>>

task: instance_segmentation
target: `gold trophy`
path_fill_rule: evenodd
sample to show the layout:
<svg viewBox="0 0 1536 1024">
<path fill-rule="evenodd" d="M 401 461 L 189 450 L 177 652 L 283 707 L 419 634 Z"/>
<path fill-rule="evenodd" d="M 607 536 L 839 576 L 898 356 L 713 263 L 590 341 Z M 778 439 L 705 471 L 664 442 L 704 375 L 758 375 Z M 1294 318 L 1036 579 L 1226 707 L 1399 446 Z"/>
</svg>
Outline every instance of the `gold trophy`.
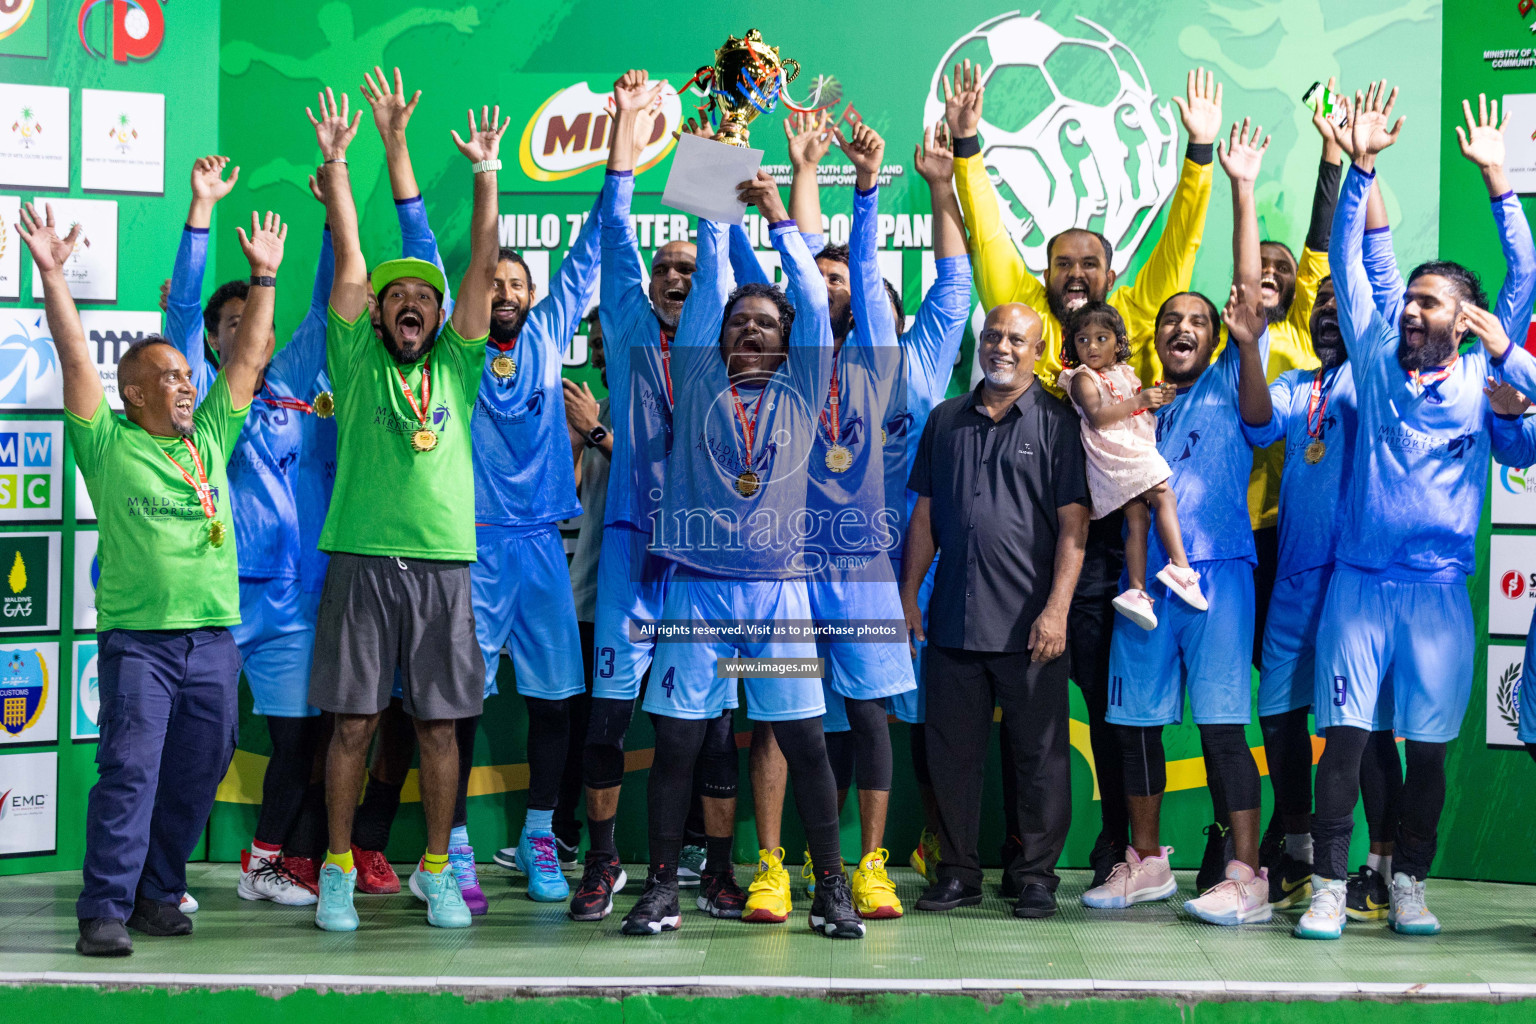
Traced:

<<

▶ Task instructions
Leave every picture out, and reproduce exactly the lines from the line bearing "sample to show" through the closing line of the material above.

▶ Task output
sample to show the layout:
<svg viewBox="0 0 1536 1024">
<path fill-rule="evenodd" d="M 401 461 L 189 450 L 177 652 L 283 707 L 419 634 Z"/>
<path fill-rule="evenodd" d="M 607 536 L 839 576 L 898 356 L 713 263 L 590 341 Z M 778 439 L 705 471 L 664 442 L 704 375 L 758 375 Z M 1294 318 L 1036 579 L 1226 707 L 1399 446 Z"/>
</svg>
Outline every instance of the `gold trophy`.
Traced:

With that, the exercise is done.